Un habitant cité par Libération, déclare pourtant : « La voiture de police, à hauteur de la moto, s’est rabattue contre elle. Il y a eu un impact » (et non pas « il y a un impact », comme indiqué dans le communiqué du ministère). Cité par l’AFP, un autre habitant qui se fait appeler El-Khassir (la dépêche précise que toutes les personnes interrogées ont requis l’anonymat) accuse : « La voiture de police l’a poussé, c’est de la faute des policiers », puis « ils l’ont tué. Ils sont responsables ».
Selon les premières conclusions de l’institut de recherche criminelle de la gendarmerie nationale (IRCGN), rendues publiques le 18 août, il n’y a vraisemblablement pas eu de choc entre les deux véhicules. Mais l’affaire avait soulevé dans la population un soupçon de bavure.

Travail à faire:
**1)** Relevez toutes les paroles que l'extrait attribue à des habitants et cite entre guillemets.
**2)** Recopiez le passage de la liste allant de son début jusqu'à la ligne contenant « (329, 152), (337, 188) », celle-ci comprise.

Documents sources:
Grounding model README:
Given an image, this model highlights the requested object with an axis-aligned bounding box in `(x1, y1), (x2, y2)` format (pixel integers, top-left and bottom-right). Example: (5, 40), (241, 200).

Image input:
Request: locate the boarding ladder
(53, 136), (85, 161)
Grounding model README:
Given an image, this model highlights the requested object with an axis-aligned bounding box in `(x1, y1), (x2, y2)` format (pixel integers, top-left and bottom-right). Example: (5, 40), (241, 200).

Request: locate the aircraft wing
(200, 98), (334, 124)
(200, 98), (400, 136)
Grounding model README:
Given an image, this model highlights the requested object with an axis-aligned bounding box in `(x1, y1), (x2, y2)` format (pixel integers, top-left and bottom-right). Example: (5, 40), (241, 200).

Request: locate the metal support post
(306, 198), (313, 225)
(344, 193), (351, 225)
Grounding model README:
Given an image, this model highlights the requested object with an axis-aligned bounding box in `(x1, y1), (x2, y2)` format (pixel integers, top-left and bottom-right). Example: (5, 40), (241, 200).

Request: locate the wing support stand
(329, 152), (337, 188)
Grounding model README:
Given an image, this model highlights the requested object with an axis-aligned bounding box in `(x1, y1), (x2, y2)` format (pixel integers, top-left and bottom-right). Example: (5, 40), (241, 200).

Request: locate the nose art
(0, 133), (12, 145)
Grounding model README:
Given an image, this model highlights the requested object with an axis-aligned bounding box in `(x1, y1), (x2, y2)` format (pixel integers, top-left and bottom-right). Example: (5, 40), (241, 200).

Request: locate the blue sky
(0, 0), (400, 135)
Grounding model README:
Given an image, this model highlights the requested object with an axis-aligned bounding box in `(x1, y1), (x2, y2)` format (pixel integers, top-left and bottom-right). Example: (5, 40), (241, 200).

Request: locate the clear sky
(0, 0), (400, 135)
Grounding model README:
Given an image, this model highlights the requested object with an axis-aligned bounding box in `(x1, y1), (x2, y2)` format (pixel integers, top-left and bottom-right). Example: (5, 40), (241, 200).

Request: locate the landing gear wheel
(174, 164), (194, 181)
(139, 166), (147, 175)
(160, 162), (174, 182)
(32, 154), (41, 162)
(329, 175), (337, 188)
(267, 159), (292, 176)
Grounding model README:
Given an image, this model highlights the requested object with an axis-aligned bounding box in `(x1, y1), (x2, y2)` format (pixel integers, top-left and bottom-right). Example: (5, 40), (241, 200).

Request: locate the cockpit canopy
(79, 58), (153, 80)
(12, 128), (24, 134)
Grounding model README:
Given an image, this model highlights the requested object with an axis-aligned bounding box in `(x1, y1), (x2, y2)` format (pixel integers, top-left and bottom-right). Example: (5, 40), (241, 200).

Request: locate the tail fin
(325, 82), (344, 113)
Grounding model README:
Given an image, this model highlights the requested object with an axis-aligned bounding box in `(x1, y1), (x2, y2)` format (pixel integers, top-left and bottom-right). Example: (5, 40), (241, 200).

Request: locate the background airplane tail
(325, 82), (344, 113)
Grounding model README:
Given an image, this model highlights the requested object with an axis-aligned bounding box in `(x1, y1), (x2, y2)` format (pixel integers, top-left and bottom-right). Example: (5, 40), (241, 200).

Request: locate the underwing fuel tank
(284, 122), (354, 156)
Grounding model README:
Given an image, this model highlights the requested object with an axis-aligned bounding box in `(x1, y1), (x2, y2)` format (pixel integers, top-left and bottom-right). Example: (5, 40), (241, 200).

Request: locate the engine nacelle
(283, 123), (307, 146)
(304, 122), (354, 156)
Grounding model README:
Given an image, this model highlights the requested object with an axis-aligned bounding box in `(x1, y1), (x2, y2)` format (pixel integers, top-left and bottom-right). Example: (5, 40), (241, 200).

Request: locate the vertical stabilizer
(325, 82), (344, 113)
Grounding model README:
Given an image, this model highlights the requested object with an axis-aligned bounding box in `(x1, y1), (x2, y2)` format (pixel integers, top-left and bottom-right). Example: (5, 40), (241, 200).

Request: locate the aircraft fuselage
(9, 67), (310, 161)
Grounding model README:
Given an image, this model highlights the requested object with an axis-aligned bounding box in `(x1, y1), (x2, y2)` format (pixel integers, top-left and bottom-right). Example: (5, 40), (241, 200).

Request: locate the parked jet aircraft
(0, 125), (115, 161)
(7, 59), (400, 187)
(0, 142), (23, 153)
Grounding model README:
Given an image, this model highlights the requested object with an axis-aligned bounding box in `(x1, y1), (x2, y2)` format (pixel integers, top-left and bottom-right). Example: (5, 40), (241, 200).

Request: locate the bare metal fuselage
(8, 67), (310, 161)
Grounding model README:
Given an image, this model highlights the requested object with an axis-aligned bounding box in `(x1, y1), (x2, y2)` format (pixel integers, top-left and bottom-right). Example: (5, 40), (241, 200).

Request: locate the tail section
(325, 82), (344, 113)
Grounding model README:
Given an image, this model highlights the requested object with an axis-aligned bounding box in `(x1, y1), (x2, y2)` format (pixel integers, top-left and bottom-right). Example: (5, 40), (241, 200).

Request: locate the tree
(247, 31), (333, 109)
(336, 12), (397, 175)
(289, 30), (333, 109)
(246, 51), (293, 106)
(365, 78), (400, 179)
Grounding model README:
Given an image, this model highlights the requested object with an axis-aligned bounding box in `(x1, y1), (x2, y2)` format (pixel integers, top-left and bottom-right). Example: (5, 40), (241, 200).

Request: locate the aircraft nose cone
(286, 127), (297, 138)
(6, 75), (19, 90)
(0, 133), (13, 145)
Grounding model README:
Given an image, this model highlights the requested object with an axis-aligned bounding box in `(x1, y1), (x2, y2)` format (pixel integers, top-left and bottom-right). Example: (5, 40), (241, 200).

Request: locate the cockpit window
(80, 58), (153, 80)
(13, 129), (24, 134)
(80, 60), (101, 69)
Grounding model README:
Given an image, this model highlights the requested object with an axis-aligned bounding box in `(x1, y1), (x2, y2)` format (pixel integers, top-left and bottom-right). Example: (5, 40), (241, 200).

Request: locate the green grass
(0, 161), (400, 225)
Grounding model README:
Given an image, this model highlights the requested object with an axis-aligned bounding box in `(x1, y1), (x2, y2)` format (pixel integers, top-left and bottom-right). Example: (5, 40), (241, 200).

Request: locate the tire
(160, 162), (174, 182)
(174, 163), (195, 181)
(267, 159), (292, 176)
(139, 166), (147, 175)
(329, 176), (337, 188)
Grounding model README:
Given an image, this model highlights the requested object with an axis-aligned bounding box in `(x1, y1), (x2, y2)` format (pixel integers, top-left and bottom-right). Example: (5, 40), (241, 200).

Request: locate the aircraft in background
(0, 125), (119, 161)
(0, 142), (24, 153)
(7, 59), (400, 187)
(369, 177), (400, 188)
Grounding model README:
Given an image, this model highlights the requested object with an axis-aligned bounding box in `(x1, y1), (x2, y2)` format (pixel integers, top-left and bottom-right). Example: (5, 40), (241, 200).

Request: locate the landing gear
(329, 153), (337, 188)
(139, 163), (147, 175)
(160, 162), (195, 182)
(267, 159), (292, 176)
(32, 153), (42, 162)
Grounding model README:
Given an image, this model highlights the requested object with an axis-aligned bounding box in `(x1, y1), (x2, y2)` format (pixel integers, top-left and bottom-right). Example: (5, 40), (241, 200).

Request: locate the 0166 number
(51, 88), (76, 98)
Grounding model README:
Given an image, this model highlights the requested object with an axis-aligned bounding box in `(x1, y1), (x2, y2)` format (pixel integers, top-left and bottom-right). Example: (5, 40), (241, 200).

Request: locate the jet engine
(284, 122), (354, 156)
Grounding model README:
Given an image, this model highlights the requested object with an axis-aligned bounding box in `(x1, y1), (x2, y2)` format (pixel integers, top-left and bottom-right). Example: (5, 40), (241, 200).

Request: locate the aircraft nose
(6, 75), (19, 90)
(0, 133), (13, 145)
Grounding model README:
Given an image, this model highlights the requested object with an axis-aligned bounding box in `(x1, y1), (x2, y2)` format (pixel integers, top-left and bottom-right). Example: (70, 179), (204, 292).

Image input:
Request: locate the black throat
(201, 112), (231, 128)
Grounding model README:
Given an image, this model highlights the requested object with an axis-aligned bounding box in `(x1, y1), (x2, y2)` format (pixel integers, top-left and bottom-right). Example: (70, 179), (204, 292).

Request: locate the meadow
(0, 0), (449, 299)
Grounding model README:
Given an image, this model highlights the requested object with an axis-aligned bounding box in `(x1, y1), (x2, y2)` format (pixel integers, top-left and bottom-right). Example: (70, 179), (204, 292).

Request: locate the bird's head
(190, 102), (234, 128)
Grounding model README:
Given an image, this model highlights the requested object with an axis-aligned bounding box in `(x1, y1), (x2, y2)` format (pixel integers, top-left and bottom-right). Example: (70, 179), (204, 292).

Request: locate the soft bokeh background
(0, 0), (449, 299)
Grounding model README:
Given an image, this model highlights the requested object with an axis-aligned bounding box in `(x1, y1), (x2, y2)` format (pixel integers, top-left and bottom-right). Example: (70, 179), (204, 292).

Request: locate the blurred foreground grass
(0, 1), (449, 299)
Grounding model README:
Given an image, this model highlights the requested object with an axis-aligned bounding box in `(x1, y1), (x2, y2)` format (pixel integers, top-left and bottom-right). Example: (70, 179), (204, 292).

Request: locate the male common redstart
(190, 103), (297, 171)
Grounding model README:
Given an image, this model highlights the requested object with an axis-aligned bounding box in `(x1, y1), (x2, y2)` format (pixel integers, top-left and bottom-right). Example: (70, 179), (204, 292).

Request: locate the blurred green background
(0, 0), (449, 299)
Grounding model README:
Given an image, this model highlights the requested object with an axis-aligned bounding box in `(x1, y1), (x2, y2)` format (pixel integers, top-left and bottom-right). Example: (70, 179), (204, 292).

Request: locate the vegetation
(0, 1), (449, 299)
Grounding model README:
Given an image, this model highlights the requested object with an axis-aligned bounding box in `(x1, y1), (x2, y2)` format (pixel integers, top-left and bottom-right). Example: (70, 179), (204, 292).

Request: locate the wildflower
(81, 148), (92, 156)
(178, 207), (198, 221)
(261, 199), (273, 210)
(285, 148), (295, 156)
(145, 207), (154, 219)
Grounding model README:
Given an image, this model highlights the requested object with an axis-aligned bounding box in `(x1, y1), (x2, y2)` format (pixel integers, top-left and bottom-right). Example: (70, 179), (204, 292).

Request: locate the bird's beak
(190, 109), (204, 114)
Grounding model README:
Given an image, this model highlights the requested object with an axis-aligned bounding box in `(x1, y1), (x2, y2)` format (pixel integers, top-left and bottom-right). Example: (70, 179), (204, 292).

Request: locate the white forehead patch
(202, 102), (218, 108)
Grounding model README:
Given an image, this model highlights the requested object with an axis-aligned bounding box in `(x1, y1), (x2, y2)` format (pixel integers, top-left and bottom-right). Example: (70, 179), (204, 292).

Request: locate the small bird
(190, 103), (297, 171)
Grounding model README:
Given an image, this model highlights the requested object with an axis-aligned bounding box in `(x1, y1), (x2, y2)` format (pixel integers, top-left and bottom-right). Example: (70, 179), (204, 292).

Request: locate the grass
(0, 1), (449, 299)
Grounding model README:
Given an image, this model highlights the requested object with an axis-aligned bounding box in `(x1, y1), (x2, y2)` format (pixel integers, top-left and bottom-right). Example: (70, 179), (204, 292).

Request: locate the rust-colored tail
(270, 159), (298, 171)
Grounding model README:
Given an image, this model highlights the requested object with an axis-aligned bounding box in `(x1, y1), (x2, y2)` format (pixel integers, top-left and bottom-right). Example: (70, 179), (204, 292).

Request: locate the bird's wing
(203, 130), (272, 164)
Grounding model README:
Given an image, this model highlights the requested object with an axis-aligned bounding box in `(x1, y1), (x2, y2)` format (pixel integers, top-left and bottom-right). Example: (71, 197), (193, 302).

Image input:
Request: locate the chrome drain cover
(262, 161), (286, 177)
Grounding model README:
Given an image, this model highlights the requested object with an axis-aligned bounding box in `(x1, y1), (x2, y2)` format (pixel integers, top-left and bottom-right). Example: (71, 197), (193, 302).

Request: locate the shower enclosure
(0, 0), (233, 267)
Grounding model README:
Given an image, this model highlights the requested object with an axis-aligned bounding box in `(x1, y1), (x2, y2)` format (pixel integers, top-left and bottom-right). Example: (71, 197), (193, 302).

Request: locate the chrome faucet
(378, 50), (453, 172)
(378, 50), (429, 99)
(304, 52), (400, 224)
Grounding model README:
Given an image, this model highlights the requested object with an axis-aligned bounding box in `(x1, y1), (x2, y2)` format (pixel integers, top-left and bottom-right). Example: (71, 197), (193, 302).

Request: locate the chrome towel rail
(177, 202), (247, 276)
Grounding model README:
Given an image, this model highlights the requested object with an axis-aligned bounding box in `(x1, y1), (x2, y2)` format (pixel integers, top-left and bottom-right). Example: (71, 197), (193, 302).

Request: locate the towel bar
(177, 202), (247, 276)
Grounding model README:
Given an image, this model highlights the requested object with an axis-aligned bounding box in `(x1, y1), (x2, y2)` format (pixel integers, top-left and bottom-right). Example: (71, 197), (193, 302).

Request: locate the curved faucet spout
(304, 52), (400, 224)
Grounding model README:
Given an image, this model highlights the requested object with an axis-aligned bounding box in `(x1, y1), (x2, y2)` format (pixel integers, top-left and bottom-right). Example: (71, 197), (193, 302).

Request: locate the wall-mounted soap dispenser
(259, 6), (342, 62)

Les réponses:
**1)**
« La voiture de police, à hauteur de la moto, s’est rabattue contre elle. Il y a eu un impact »
« La voiture de police l’a poussé, c’est de la faute des policiers »
« ils l’ont tué. Ils sont responsables »

**2)**
Grounding model README:
Given an image, this model highlights the requested object with an axis-aligned bounding box in `(x1, y1), (x2, y2)` format (pixel integers, top-left and bottom-right). Example: (5, 40), (241, 200).

Image input:
Request: locate the boarding ladder
(53, 136), (85, 161)
Grounding model README:
Given an image, this model highlights the requested object with an axis-aligned bounding box in `(x1, y1), (x2, y2)` format (pixel integers, top-left and bottom-right). Example: (5, 40), (241, 200).

Request: locate the aircraft wing
(200, 98), (334, 124)
(200, 98), (400, 136)
Grounding model README:
Given an image, this model highlights the requested object with an axis-aligned bounding box in `(x1, y1), (x2, y2)` format (pixel integers, top-left and bottom-right). Example: (5, 40), (241, 200).

Request: locate the metal support post
(306, 198), (313, 225)
(344, 193), (351, 225)
Grounding model README:
Given an image, this model highlights the requested object with an axis-aligned bounding box in `(x1, y1), (x2, y2)` format (pixel integers, top-left and bottom-right). Example: (5, 40), (241, 200).

Request: locate the wing support stand
(329, 152), (337, 188)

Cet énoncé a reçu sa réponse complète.